### Kaynak

◇ ◇ ◇ ◇ ◇

17 Ekim 2022 Pazartesi

Londra XI - Zaman Ve Terör

Einstein zaman görecelidir, yani herkesin kendine göre işleyen bir zamanı vardır dediğinde kastettiği, size birazdan anlatacağım şey değildi elbette sevgili arkadaşlar, ancak dünyanın gördüğü en zeki insanın bu sözünü hem anarak, hem de biraz esneterek aşağıdaki fenomene uygulayabiliriz.

İş seyahatindesiniz. Toplantılarınız bitmiş, otelinize dönmüşsünüz. Akşam vakti, güneş batmış, bir kadeh şarap içme zamanı gelmiş. Şarabınızı yudumlarken telefonunuzu çıkarıp, dünyanın diğer ucundaki karınızı arıyor, iyi bir koca olarak "Hayatım seni çok özledim!" diyorsunuz. O da size "Ben de seni" diyor, "Nasıl gidiyor, ne yapıyorsun?" diye soruyor. Siz de "Toplantılarımız bitti, otelde bir kadeh şarap içiyorum" diyorsunuz. Karınız parlıyor "Alkolik mi oldun be adam, sabahın köründe şarap mı içilir?" diye bağırıyor size. Siz de saatinize bakıp, "Ama karıcım, saat akşamın sekizi, ne sabahı?" diyorsunuz. Karınız ise "Manyak mısın, saat sabahın dokuzu" diyor. Siz de, karınız da, "Lan ben mi yanlış gördüm, saat gerçekten kaç?" deyip saatlerinize bakıyorsunuz. Gerçektende sizin saatiniz saati akşam sekizi, karınızın saati de sabah dokuzu gösteriyor.

◇ ◇ ◇ ◇ ◇

### Görev Hedefi
"Londra XI" başlıklı metne göre şu ifadelerin her birinin doğru olup olmadığını evet veya hayır ile belirtiniz ve kararı belirleyen ifadeyi metinden birebir alıntılayınız: (a) Anlatılan senaryoda telefonla aranan kişi, dünyanın diğer ucundaki karıdır. (b) Karının saati akşamın sekizini göstermektedir. (c) Şarap otelde içilmektedir. Ardından gelen kayıtlar bu çalışma için gerekli değildir.

[Bir dizi kayıt]
◇ ◇ ◇ ◇ ◇

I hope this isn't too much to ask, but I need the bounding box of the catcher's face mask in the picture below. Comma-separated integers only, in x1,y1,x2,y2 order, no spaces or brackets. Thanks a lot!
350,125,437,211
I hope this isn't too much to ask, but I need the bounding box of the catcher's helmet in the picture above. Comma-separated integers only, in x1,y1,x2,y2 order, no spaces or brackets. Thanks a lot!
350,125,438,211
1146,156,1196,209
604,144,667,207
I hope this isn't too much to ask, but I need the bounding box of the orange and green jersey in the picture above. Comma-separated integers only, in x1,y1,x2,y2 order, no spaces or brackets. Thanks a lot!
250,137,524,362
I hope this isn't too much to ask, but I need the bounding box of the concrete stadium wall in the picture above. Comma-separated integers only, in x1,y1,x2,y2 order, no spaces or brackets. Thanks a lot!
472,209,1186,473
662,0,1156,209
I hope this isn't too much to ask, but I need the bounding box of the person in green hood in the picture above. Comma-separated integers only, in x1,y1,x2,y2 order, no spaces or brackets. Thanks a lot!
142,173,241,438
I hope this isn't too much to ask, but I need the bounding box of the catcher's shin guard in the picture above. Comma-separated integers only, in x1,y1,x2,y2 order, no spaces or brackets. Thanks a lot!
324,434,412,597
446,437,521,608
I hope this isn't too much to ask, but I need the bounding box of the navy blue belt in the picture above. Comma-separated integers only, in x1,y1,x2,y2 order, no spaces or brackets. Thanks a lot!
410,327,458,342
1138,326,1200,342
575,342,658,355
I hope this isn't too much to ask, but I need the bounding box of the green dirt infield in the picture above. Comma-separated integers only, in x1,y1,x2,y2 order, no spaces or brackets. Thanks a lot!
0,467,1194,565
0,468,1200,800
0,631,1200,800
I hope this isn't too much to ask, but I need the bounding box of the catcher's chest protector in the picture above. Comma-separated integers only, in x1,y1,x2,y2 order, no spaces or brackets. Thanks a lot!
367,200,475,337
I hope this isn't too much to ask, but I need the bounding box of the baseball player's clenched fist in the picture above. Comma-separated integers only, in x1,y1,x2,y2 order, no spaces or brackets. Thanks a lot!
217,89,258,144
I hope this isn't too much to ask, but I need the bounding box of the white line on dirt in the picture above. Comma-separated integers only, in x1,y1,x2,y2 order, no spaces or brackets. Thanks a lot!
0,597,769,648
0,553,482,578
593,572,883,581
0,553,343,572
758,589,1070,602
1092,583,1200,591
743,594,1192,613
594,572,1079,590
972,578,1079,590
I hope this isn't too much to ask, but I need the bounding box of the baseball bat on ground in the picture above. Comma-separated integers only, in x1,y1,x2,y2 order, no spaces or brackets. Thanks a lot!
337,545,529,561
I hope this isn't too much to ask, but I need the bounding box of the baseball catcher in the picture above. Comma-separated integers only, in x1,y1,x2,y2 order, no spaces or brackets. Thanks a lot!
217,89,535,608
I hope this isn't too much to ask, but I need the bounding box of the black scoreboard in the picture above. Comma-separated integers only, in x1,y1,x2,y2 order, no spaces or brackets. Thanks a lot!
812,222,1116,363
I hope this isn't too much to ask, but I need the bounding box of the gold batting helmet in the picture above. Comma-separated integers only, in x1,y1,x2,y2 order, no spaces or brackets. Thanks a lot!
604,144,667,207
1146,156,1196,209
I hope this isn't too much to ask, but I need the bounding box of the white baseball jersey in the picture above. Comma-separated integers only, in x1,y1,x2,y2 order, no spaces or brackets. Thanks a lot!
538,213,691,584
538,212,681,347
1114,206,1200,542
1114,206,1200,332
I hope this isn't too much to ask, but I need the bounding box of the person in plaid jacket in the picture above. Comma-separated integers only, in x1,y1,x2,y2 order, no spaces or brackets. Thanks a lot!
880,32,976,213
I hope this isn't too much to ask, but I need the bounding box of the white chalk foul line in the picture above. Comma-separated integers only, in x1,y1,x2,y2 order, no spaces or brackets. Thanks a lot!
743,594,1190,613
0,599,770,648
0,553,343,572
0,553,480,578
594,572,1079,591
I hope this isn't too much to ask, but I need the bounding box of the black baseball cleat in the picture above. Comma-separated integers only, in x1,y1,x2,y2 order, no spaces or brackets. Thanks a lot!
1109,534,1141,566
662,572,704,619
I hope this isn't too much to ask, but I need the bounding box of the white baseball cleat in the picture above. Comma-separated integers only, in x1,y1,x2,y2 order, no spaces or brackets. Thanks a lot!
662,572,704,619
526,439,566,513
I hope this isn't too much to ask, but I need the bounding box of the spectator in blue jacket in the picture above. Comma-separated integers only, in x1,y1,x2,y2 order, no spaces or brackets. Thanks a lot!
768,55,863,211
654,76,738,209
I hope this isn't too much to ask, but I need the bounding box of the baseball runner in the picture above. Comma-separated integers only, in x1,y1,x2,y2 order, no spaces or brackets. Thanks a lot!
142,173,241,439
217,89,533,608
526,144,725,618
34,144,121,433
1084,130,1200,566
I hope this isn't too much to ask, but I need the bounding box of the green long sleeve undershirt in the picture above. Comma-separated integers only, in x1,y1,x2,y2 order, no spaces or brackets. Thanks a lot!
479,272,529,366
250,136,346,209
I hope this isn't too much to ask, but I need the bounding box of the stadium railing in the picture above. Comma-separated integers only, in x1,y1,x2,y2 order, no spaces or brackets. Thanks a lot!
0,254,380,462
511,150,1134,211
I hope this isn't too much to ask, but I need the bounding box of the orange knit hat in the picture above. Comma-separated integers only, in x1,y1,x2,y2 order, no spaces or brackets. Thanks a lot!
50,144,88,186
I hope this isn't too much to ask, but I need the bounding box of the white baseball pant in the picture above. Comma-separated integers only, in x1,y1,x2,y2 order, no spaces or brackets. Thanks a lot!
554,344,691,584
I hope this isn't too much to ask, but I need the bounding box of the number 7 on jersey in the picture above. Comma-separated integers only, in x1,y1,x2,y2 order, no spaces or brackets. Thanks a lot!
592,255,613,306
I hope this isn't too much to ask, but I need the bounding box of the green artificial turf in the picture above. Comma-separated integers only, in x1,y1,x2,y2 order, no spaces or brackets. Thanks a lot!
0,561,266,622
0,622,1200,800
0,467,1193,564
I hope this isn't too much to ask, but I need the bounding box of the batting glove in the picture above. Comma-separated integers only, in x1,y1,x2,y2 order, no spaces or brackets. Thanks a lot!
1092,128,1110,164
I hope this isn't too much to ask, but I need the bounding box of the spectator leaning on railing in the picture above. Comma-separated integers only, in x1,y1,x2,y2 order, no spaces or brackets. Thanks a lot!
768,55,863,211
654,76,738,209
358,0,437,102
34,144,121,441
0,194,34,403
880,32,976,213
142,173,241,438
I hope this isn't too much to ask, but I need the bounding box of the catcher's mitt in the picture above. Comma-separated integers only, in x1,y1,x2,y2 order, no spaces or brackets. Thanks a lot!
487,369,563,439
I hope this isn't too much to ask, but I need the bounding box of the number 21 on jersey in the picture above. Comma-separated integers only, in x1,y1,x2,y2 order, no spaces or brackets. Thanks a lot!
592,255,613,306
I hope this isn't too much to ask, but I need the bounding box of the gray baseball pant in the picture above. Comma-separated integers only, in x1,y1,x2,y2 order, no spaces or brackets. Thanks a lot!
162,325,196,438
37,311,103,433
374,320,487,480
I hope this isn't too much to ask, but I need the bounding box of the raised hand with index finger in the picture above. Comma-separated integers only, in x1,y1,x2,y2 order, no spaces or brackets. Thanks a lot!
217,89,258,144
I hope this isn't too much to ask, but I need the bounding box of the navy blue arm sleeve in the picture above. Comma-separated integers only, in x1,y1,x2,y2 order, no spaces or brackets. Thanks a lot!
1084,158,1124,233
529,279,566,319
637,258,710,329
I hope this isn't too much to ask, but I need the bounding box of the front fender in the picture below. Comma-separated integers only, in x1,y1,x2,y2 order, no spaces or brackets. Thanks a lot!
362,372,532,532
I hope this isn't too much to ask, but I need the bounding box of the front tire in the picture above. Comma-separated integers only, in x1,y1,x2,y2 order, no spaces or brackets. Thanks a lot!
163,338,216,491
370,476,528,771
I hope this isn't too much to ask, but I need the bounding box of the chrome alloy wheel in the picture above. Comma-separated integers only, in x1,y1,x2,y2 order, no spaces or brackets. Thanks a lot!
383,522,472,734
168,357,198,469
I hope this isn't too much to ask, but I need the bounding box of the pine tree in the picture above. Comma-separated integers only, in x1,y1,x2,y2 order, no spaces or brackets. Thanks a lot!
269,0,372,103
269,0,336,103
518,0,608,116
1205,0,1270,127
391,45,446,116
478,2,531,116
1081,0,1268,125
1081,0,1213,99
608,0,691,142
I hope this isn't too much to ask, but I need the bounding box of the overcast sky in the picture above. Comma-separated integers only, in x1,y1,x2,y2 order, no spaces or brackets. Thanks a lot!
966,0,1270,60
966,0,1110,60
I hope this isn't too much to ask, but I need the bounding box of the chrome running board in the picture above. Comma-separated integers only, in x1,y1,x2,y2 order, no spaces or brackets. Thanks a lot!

◇ ◇ ◇ ◇ ◇

### Verilen Yanıt
(a) Evet: "dünyanın diğer ucundaki karınızı arıyor"
(b) Hayır: "karınızın saati de sabah dokuzu gösteriyor"
(c) Evet: "otelde bir kadeh şarap içiyorum"